* YOUR INSTRUCTIONS
All lines of the listing below must be reproduced character for character.

* INPUT DATA
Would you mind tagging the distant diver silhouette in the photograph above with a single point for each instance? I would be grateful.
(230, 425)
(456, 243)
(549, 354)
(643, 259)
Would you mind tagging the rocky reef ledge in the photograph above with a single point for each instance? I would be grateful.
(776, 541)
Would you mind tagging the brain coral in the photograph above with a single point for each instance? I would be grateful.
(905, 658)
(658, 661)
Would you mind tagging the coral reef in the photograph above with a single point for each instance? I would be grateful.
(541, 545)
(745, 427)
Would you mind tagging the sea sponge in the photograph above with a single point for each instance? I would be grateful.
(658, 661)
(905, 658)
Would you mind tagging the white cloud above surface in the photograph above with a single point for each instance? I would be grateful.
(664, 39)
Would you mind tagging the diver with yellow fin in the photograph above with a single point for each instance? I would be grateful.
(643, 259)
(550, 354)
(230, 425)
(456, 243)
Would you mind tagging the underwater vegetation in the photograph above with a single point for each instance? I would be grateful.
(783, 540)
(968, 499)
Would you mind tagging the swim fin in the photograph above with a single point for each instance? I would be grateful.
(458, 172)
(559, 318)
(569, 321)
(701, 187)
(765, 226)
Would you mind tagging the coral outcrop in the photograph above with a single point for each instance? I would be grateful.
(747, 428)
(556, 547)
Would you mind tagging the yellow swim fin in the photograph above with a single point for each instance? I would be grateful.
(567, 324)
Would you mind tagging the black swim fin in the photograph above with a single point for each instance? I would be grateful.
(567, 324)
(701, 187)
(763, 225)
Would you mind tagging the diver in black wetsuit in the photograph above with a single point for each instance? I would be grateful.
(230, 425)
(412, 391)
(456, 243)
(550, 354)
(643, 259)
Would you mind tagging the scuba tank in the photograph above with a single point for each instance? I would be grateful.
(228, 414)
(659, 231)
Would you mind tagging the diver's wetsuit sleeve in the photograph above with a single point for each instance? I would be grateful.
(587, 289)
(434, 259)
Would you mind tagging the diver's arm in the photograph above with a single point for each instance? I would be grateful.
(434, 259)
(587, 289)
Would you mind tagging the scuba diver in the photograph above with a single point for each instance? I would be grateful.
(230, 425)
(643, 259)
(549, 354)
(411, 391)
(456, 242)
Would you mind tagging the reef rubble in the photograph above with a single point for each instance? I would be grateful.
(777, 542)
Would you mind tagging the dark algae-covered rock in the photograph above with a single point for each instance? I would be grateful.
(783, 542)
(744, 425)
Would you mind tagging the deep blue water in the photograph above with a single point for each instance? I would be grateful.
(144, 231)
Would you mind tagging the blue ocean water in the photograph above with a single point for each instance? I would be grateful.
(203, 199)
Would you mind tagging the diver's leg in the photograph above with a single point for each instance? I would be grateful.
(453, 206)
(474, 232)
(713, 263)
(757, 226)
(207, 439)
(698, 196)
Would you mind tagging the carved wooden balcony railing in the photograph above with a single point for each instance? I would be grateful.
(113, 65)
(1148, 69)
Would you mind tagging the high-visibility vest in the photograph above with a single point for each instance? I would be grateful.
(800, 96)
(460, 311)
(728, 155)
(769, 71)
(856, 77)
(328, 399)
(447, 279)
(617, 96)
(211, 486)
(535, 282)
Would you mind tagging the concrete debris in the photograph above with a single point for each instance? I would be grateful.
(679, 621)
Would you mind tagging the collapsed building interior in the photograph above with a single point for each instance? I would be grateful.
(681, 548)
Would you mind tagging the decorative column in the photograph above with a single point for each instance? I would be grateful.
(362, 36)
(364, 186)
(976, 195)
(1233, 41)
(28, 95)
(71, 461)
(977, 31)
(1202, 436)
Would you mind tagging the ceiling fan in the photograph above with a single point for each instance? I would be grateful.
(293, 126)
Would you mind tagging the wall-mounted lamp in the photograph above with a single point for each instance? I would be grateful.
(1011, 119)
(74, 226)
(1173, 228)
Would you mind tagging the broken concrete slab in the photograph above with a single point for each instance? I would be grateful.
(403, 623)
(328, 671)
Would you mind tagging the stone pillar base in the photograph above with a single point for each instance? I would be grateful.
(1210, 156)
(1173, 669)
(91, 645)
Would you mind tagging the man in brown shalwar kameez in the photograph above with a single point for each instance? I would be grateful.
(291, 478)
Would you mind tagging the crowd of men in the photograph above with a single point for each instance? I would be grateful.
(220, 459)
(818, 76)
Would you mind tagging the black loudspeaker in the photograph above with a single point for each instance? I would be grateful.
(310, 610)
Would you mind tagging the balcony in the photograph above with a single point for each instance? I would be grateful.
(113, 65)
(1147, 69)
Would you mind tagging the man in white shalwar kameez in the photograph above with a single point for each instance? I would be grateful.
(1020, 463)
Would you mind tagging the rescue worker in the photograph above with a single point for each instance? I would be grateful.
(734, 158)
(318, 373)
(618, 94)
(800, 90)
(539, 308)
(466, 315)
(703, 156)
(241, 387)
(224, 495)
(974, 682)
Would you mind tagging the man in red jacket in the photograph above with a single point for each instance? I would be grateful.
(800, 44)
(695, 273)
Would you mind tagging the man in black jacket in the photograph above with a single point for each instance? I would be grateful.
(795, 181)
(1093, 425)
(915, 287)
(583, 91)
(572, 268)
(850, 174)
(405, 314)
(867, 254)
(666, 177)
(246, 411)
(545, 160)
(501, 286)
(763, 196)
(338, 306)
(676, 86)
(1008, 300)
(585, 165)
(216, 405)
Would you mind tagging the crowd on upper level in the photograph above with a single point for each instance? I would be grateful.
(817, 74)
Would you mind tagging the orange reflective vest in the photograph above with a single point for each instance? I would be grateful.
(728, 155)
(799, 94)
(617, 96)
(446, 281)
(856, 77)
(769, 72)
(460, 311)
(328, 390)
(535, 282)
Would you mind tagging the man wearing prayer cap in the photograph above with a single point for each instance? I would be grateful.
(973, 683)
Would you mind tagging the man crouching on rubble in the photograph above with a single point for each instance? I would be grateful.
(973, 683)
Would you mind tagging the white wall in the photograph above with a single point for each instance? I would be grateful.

* FINAL ANSWER
Would you mind tagging the distant diver silhouette in the photograph above with a single point for each instance? I would be grateful.
(230, 425)
(456, 243)
(549, 354)
(643, 259)
Would you mind tagging the rocky reef ledge in the photograph above with a single point for each instance? I would be grateful.
(776, 541)
Would you mind tagging the brain coral in the photograph above with a single point for each instance? I would be grateful.
(905, 658)
(658, 661)
Would you mind tagging the coral reef in the photograph above with a single point for each instance? I would be grateful.
(541, 545)
(745, 427)
Would you mind tagging the sea sponge in the photograph above with a single point for each instance? I would be grateful.
(658, 661)
(905, 658)
Would you mind tagging the white cloud above surface in the photograph above with a single point for each instance? I would be grateful.
(664, 39)
Would you mind tagging the diver with yellow fin in the photograph above with a single point for each instance? I would be grateful.
(643, 259)
(550, 354)
(230, 425)
(456, 243)
Would you mind tagging the underwater vegetation in the photograph above with a single point for each instance? I would be grateful.
(783, 540)
(968, 499)
Would you mind tagging the swim fin in the photograph above with a single point for each instance? I would be grateful.
(458, 172)
(559, 318)
(569, 321)
(701, 187)
(765, 226)
Would you mind tagging the coral outcrop in the photograph above with a single point for each instance? I would be grateful.
(747, 428)
(556, 547)
Would you mind tagging the yellow swim fin in the photograph above with a single point for each instance? I would be grateful.
(567, 324)
Would you mind tagging the black swim fin in the photograph above with a single point for each instance? I would be grateful.
(567, 324)
(701, 187)
(763, 225)
Would you mind tagging the diver in black wetsuit in the photograph above with a single point for each instance? I would be grateful.
(230, 425)
(412, 391)
(456, 243)
(550, 354)
(643, 259)
Would you mind tagging the scuba tank in the photograph above with a single point for each instance? I would be grateful.
(228, 414)
(659, 231)
Would you mind tagging the diver's wetsuit sleeve in the photograph above with a single point for each instance? I would be grateful.
(587, 289)
(434, 259)
Would you mind tagging the diver's arm in the photograph above with a single point for each instance? I would be grateful.
(434, 259)
(587, 289)
Would you mind tagging the scuba diver in the photograph above with a single point for each instance? I would be grateful.
(230, 425)
(643, 259)
(549, 354)
(411, 391)
(456, 242)
Would you mind tagging the reef rubble in the photograph above with a single point for each instance? I would be grateful.
(777, 542)
Would you mind tagging the dark algae-covered rock in the photograph above with a single point for each instance? I would be grateful.
(783, 542)
(744, 425)
Would you mind tagging the deep blue water in the photograph above with a single point for each instance? I would be grateful.
(144, 231)
Would you mind tagging the blue ocean water in the photograph above with a single point for each instance? I would be grateful.
(203, 199)
Would you mind tagging the diver's leg in the photograph above with a single point for each instance? I would be grateful.
(453, 206)
(474, 232)
(713, 263)
(757, 226)
(207, 439)
(698, 196)
Would you mind tagging the carved wooden balcony railing in the photograph above with a single point for each instance? I would be grateful.
(113, 65)
(1148, 69)
Would you mind tagging the high-visibility vest in the photograph above with a single point for each instance? I would be grateful.
(800, 96)
(460, 311)
(728, 155)
(769, 71)
(856, 77)
(328, 399)
(447, 279)
(617, 96)
(211, 486)
(535, 282)
Would you mind tagging the concrete debris in the photograph above with a single point for each instance? I would be grateful.
(679, 621)
Would you mind tagging the collapsed building interior in the photograph above with a single point for each instance? I would be grateful.
(681, 548)
Would you mind tagging the decorative column in the photograph above with a single point for each instance? I would be grateful.
(362, 36)
(364, 186)
(976, 195)
(1233, 41)
(28, 95)
(71, 461)
(977, 31)
(1202, 436)
Would you mind tagging the ceiling fan in the photograph above with a single point for each instance? I would be grateful.
(293, 126)
Would you mind tagging the wall-mounted lamp in the photograph above with a single point for each instance? I would be grateful.
(1011, 119)
(74, 226)
(1173, 228)
Would you mind tagging the broken concrete slab in the photograph above with a single point for each instance? I would be grateful.
(403, 623)
(328, 671)
Would you mind tagging the stone pillar base in the photograph above with a single point for each instance? I would be grateful.
(1210, 156)
(1173, 669)
(91, 645)
Would you mind tagging the man in brown shalwar kameez in the photograph above with a single point for each instance? I would be grateful.
(291, 478)
Would you mind tagging the crowd of men in the photograph above with a single point for each instance? I would be grateful.
(220, 459)
(818, 76)
Would you mind tagging the black loudspeaker in the photograph above with a single point for each instance? I would be grateful.
(310, 610)
Would you mind tagging the balcony in the photograph above with a single point for each instance? I would be grateful.
(113, 65)
(1147, 69)
Would you mind tagging the man in white shalwar kameez in the photograph above with a single point for each instance? I would be grateful.
(1020, 463)
Would you mind tagging the rescue worker in the photograph above with a single point for each instance? I would be grateful.
(734, 158)
(318, 373)
(618, 94)
(800, 90)
(539, 308)
(466, 315)
(703, 156)
(241, 387)
(224, 495)
(974, 682)
Would you mind tagging the man in red jacket in the photograph above with a single point for each instance? I would be grateful.
(800, 44)
(695, 273)
Would you mind tagging the man in black jacket in the photograph above with a single point for each instance? I would be grateful.
(795, 181)
(1093, 425)
(915, 287)
(583, 91)
(572, 268)
(850, 174)
(405, 314)
(867, 254)
(666, 177)
(246, 411)
(545, 160)
(501, 286)
(763, 196)
(338, 306)
(676, 86)
(1008, 300)
(585, 165)
(216, 405)
Would you mind tagging the crowd on upper level in the photograph above with a single point for each instance? I would be grateful.
(817, 74)
Would you mind tagging the orange reflective vest in the photograph above with a single point for each instance? I would be grateful.
(728, 155)
(799, 94)
(617, 96)
(446, 281)
(856, 77)
(769, 72)
(460, 311)
(328, 390)
(535, 282)
Would you mind tagging the man wearing prayer cap in the photograph above with a single point for each instance? I would be grateful.
(973, 683)
Would you mind tagging the man crouching on rubble in the photograph above with a single point for each instance? I would be grateful.
(973, 683)
Would you mind tagging the white wall in the photograph above with a single point for each instance? I would be grateful.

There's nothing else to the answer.